Stored data
**********

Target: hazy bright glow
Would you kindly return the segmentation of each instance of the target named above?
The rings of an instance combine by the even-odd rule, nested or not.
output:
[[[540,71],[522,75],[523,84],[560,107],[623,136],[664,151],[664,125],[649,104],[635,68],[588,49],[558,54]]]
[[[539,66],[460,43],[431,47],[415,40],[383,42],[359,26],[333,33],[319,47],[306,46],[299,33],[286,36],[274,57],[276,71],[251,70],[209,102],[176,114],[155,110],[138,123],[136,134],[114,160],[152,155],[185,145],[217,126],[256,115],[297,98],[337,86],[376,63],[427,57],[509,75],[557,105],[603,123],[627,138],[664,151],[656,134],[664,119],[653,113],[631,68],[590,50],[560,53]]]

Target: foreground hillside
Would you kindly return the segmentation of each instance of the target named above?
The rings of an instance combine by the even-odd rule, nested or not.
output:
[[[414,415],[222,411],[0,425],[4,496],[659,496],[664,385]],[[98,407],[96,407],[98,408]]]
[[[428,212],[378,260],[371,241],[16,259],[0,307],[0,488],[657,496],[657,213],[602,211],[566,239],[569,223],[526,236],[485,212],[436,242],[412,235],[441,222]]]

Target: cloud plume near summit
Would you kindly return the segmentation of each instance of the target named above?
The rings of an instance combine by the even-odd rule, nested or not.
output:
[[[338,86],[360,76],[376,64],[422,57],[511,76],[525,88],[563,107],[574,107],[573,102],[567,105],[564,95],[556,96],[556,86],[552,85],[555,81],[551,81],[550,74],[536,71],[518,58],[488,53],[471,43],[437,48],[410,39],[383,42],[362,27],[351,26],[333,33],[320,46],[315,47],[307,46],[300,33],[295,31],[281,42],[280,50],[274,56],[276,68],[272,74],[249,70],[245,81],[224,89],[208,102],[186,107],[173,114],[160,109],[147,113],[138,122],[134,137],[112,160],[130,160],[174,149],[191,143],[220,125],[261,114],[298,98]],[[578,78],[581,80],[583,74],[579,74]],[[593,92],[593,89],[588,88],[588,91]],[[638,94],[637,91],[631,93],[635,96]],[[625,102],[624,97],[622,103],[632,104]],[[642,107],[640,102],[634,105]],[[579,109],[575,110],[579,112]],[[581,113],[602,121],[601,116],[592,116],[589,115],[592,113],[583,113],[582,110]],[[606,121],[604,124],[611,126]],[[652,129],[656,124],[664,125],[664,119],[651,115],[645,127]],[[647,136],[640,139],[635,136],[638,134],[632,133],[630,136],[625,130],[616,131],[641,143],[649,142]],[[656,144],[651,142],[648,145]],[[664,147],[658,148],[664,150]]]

**********

- **Task requirements**
Repeat all of the records verbatim, leaving nothing out.

- **Solution to this problem**
Target: hazy bright glow
Would you kindly return the segmentation of each instance of the target named above?
The rings of an instance combine by the even-odd rule, nested or not.
output:
[[[540,71],[522,75],[523,84],[560,107],[623,136],[664,151],[664,125],[649,104],[635,68],[588,49],[558,54]]]
[[[539,66],[460,43],[431,47],[415,40],[383,42],[359,26],[333,33],[319,47],[306,46],[299,33],[286,36],[274,57],[276,71],[251,70],[209,102],[176,114],[155,110],[138,123],[136,134],[114,160],[152,155],[185,145],[217,126],[256,115],[297,98],[337,86],[376,63],[427,57],[509,75],[557,105],[603,123],[627,138],[664,151],[656,134],[664,119],[653,113],[631,68],[590,50],[560,53]]]

Target: foreground hillside
Would you kindly return the segmentation of each instance of the target named above?
The rings of an instance combine by the even-odd rule, nested or not.
output:
[[[414,415],[222,411],[0,425],[4,496],[659,496],[664,385]],[[98,407],[96,407],[98,408]]]
[[[428,212],[378,260],[371,241],[16,259],[0,307],[0,488],[657,496],[657,213],[602,211],[566,239],[569,223],[526,236],[485,212],[436,242],[412,235],[441,222]]]

Target: cloud plume near summit
Would you kindly return the segmentation of each instance of the target named above?
The rings of an instance combine by the even-odd rule, nested or not.
output:
[[[338,86],[360,76],[376,64],[422,57],[511,76],[525,88],[563,107],[574,107],[573,102],[567,105],[564,95],[556,96],[556,86],[552,85],[555,81],[551,81],[550,74],[536,71],[518,58],[488,53],[471,43],[437,48],[410,39],[383,42],[362,27],[351,26],[333,33],[320,46],[315,47],[307,46],[300,33],[295,31],[281,42],[280,50],[274,56],[276,68],[272,74],[249,70],[245,81],[224,89],[208,102],[186,107],[173,114],[160,109],[147,113],[138,122],[134,137],[112,160],[130,160],[174,149],[191,143],[220,125],[261,114],[298,98]],[[578,78],[581,80],[583,74],[579,74]],[[593,92],[593,89],[588,88],[588,91]],[[638,94],[637,91],[631,93],[635,96]],[[625,102],[624,97],[622,103],[632,104]],[[642,107],[640,102],[634,105]],[[579,109],[575,110],[579,112]],[[581,113],[602,121],[601,116],[592,116],[589,115],[592,113],[583,113],[582,110]],[[606,121],[604,124],[611,126]],[[652,129],[656,124],[664,125],[664,119],[651,115],[645,127]],[[647,136],[640,139],[635,136],[638,134],[632,133],[630,136],[625,130],[616,131],[641,143],[649,142]],[[656,144],[651,142],[648,145]],[[664,147],[658,148],[664,150]]]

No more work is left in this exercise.